• [练习目标]:
下面这段讲 k-近邻算法的代码写到一半就停了，你能从它停下的地方接着往下写吗？

• [文本节选]:
==================================================
KNN

#_*_ coding:utf-8 _*_
from numpy import *
import operator
import matplotlib
import matplotlib.pyplot as plt
import matplotlib.fontconfig_pattern as fontPattern
import os

#构造数据集
def createDataSet():
    group = array([[1.0,1.1],[1.0,1.1],[0,0],[0,0.1]])
    labels = ['A','A','B','B']
    return group,labels

'''
    描述:计算inX附近的k个实例中哪一种类别最多,并将类别最多的那个类别作为inX所属类别
    k-近邻算法  这个比我自己实现的那个牛逼的感觉
    inX:要识别的实例(它到底属于哪个类型)
    dataSet: 表示训练集特征集合
    lebels: 表示标签集合
    k: 表示阈值k
'''
def classfy0(inX,dataSet,labels,k):
    dataSetsize = dataSet.shape[0]  # 计算特征集合的行数,即特征向量的个数
    diffMat = tile(inX, (dataSetsize, 1)) - dataSet # 求出inXdataSet中每个向量对应的距离,并返回一个新的距离二维矩阵
    sqDifat = diffMat ** 2 # 计算 (x1 - x2) ^ 2
    sqlDistances = sqDifat.sum(axis=1) #(x1 - x2)^2 + (y1 - y2) ^ 2  axis=1 行相加
    distances = sqlDistances ** 0.05
    sortedDistances = distances.argsort() # 返回由小到大的排序的后的下标
    classCount = {}
    for i in range(k):
        votelabel = labels[sortedDistances[i]] # 取出前k个距离最近的类别
        classCount[votelabel] = classCount.get(votelabel,0) + 1 # 非常优雅的写法,如果votelabel不存在返回0+1,否则返回值 +1
    sortedClassCount = sorted(classCount.items(), key=operator.itemgetter(1), reverse=True)
    return sortedClassCount[0][0]

# 解析文件
'''
    python中的try结构中都变量都作用域相当于try的作用域,因此不用提前定义,后面的代码也可以正常引用。
==================================================
• [展示信息]:
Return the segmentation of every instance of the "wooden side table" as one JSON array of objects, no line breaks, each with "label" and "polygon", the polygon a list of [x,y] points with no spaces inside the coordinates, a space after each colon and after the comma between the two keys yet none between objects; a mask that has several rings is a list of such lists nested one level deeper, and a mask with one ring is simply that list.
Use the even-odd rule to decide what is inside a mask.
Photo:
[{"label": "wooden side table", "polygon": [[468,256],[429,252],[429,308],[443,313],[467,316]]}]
==================================================
• [书面回答]:
'''
def file2matrix(filename):
    try:
        with open(filename, 'r') as file:
            arrayLines = file.readlines()
            numberofLines = len(arrayLines) # 获取文件行数
            returnMat = zeros((numberofLines, 3)) # 构造一个arrayLines3列的0矩阵,用于存储训练特征集
            classLabelVector = []  # 由于存储标签
            labelDict = {"didntLike":1,"smallDoses":2,"largeDoses":3}
            index = 0 # 标记第几行
            for line in arrayLines:
                line = line.strip() # 截取回车字符
                listFromLine = line.split('\t')
                returnMat[index,:] =  listFromLine[:3]
                classLabelVector.append(labelDict[listFromLine[-1]]) # 构建标签集合
                index += 1
            return returnMat,classLabelVector
    except Exception as e:
        print("Error reading file:%s" % e)

'''
    归一化特征值
        newData = (oldData-min)/(max-min)
    '''
def autoNorm(dataSet):
    minVal = dataSet.min(0) # 求出每一列的最小值
    maxVal = dataSet.max(0) # 求出每一列的最小值
    ranges = maxVal - minVal
    normData = zeros(shape(dataSet)) # 建立一个跟dataSet一样维度的0矩阵
    m = dataSet.shape[0] # 返回第一维的长度
    normData = dataSet - tile(minVal,(m,1))
    normData = normData / tile(ranges, (m, 1))
    return normData,ranges,minVal

# 计算错误率
def datingClassTest():
    hoRatio = 0.10
    # 解析文件 ETL
    featMat,labelMat = file2matrix(r'D:\machineLearning\src\KNN\MLRealBattle\datingTestSet.txt')
    # 归一化
    normMat,ranges,minVals = autoNorm(featMat)
    # 取出维度,也就是实例个数
    m = normMat.shape[0]
    # 计算测试集个数
    numTestVecs = int(m * hoRatio)
    errorCount = 0.0
    for i in range(numTestVecs):
        '''
            normMat[i,:] : 取出二维数组normMat中的第i行数组  --> 测试
            normMat[numTestVecs:m,:]: 取出二维数组中第numTestVecsm-1行的数组
        '''
        classifierResult = classfy0(normMat[i,:],normMat[numTestVecs:m,:],labelMat[numTestVecs:m],3)
        print("the classfier came back with:%d,the real answer is:%d " % (classifierResult,labelMat[i]))
        if classifierResult != labelMat[i]:
            errorCount += 1.0
    print("the total error rate is: %f" % (errorCount/float(numTestVecs)))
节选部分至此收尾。